Instructions for the task ▸ Filter the data below and copy every line that contains the string "pole".

Listed entries ▸

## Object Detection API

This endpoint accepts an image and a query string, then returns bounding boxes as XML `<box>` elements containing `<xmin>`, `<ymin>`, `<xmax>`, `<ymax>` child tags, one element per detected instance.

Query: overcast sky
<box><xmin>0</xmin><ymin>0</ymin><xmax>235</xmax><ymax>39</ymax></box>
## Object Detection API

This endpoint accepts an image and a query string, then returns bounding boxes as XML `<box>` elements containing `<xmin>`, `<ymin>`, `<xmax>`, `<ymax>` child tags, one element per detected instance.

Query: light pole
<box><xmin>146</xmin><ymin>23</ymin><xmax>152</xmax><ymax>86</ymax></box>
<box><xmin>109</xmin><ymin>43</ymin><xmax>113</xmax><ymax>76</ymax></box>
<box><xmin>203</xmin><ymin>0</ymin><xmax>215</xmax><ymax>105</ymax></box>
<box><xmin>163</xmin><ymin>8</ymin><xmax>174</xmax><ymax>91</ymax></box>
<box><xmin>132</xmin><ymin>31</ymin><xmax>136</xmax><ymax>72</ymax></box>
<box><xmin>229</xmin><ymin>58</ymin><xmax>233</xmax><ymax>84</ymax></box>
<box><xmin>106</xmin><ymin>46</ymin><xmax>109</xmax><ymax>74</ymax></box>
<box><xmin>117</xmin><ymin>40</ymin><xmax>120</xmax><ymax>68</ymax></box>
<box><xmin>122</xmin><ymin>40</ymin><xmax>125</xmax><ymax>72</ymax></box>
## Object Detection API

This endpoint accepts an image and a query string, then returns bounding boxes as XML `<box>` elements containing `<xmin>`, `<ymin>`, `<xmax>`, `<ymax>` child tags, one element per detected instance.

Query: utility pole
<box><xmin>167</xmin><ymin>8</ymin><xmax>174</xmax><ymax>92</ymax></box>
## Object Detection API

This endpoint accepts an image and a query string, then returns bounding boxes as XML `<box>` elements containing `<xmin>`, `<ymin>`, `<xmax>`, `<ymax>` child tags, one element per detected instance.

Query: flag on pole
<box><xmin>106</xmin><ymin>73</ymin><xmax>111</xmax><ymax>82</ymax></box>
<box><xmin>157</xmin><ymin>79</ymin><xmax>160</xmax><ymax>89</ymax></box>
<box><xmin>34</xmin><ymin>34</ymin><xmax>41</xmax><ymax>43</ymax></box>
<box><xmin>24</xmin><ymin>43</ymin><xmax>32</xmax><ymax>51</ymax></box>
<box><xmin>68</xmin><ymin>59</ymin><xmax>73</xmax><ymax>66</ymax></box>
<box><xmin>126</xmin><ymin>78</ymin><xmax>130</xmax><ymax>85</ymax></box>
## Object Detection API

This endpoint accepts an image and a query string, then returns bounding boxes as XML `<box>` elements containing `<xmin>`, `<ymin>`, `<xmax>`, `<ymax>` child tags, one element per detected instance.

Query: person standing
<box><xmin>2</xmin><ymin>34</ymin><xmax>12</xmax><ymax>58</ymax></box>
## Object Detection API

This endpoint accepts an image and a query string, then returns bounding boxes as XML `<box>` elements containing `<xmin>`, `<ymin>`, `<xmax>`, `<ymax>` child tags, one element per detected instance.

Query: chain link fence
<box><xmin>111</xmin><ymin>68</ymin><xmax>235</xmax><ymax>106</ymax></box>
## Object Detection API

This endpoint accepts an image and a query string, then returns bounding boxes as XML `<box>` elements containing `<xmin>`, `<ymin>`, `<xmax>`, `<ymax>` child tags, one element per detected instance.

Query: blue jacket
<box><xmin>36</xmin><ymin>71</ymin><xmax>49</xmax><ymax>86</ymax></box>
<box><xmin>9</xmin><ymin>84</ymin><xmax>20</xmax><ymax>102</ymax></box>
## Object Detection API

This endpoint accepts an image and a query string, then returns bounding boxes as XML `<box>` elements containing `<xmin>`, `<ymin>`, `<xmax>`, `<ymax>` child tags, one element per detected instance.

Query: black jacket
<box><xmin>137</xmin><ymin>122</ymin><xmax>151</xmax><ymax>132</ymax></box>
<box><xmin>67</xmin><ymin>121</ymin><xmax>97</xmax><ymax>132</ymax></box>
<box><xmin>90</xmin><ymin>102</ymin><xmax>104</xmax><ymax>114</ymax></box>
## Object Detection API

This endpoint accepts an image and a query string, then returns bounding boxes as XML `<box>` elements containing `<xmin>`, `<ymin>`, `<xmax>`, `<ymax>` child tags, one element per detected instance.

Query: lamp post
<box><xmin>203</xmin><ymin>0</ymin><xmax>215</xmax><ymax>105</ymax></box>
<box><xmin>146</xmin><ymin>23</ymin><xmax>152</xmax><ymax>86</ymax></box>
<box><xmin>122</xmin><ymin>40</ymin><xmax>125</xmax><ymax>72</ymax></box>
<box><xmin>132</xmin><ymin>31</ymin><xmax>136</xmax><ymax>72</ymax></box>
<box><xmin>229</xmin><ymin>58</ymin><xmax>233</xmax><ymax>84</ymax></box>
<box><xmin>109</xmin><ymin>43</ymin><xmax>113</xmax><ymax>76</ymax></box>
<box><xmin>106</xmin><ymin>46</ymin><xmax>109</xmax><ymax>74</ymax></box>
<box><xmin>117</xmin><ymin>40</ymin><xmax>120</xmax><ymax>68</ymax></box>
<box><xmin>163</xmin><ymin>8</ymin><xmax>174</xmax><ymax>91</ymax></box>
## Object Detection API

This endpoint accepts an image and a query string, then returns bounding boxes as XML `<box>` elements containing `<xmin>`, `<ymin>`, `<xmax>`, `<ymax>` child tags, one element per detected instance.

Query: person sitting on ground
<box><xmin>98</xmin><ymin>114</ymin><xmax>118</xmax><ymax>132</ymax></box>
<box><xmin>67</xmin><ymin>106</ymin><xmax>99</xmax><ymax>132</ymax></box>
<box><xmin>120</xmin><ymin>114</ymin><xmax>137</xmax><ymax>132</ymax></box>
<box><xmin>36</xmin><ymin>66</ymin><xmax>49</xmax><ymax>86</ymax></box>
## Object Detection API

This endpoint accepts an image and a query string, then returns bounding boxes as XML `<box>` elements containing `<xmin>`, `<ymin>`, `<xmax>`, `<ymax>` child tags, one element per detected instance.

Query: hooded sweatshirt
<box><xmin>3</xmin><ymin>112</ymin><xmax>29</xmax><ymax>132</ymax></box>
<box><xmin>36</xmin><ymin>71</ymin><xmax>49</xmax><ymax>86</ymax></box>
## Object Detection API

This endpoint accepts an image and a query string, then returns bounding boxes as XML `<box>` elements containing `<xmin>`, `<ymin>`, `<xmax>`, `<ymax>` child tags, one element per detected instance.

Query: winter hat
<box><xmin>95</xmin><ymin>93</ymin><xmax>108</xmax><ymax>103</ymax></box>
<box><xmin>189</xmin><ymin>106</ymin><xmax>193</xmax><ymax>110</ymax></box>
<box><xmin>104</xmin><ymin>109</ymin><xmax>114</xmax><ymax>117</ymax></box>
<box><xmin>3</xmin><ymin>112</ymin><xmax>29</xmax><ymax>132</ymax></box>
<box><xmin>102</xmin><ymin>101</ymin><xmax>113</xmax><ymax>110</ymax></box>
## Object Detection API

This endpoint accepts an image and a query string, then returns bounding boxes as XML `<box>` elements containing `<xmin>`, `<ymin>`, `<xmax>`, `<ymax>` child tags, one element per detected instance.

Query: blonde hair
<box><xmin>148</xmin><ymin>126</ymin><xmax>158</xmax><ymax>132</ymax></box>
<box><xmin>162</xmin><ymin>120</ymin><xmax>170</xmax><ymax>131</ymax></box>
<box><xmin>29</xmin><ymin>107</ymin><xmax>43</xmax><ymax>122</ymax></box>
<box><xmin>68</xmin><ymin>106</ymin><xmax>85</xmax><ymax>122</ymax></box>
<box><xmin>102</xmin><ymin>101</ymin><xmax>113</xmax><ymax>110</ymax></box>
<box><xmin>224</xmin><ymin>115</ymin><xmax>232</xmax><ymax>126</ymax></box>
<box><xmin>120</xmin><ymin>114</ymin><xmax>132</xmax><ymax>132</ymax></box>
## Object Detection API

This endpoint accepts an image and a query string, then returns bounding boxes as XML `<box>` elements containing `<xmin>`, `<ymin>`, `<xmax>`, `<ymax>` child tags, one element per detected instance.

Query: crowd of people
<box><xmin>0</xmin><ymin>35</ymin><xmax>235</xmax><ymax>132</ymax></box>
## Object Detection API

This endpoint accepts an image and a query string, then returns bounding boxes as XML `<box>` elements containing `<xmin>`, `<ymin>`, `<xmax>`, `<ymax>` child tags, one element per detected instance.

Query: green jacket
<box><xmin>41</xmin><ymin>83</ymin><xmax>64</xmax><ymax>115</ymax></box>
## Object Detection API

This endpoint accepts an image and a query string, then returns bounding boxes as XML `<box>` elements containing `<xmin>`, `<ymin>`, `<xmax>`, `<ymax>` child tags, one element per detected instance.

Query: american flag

Answer to this problem ▸
Query: light pole
Query: utility pole
Query: flag on pole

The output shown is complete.